→ Task description: Omit every image, and transcribe the remaining entries exactly as given.

[Referring expression grounding data]
******************************

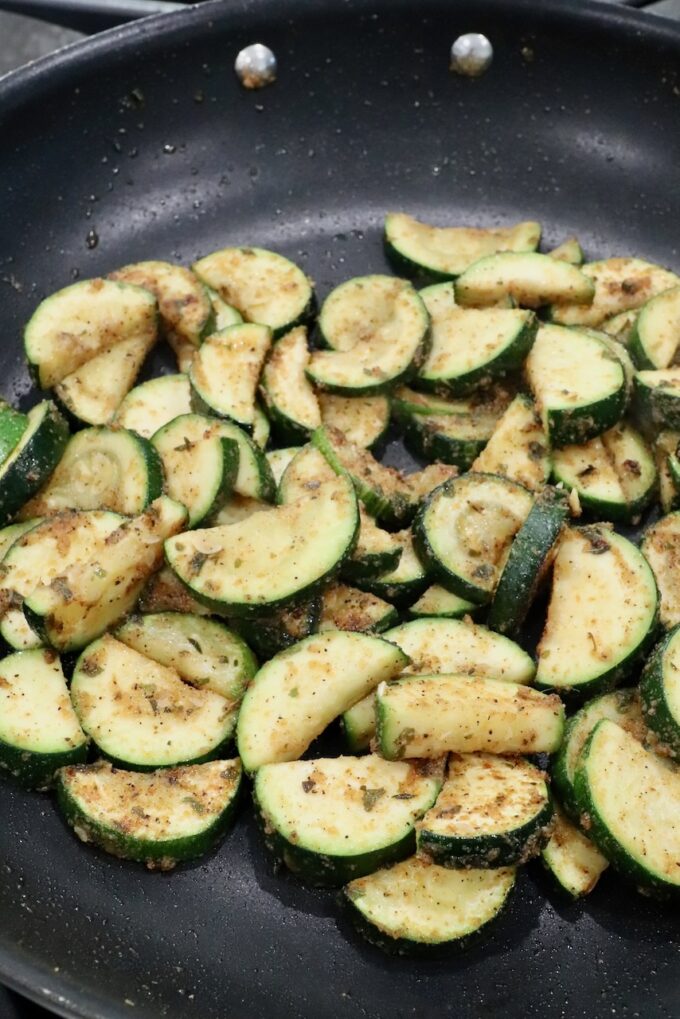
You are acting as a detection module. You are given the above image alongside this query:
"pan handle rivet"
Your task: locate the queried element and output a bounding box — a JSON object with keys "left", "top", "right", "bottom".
{"left": 235, "top": 44, "right": 277, "bottom": 89}
{"left": 450, "top": 33, "right": 493, "bottom": 77}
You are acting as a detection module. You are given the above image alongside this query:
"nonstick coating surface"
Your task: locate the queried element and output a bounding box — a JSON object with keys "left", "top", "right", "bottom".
{"left": 0, "top": 1, "right": 679, "bottom": 1016}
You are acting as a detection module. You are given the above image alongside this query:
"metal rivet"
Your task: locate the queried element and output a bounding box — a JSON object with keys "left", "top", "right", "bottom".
{"left": 235, "top": 44, "right": 277, "bottom": 90}
{"left": 450, "top": 33, "right": 493, "bottom": 78}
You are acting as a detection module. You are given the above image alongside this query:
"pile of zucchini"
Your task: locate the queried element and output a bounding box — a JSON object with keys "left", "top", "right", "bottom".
{"left": 0, "top": 215, "right": 679, "bottom": 954}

******************************

→ Task answer:
You are acting as a detection module. You are given the above image alongside this query:
"pan handle rivet"
Your task: locate the queried element and output a bounding box — a JSON object with keys "left", "top", "right", "bottom".
{"left": 235, "top": 44, "right": 277, "bottom": 89}
{"left": 450, "top": 33, "right": 493, "bottom": 77}
You are acting as a detection module. You are given the above image alongside this query:
"nonstick coating surface"
Your task: locate the queried element and output a bounding box — a JSON object with keys "left", "top", "right", "bottom".
{"left": 0, "top": 1, "right": 679, "bottom": 1016}
You are acting as a detection module. You are given the above image alongside this query:
"metal rivet"
Your task: locate the queried element and output a bounding box — a JSON object with keys "left", "top", "right", "bottom".
{"left": 235, "top": 44, "right": 277, "bottom": 90}
{"left": 450, "top": 33, "right": 493, "bottom": 78}
You are acting as a detection module. You are given the above image alongside this query:
"pile of zucchini"
Your task: locate the queried element and output a bounding box — a JSON object with keys "left", "top", "right", "bottom".
{"left": 0, "top": 215, "right": 679, "bottom": 954}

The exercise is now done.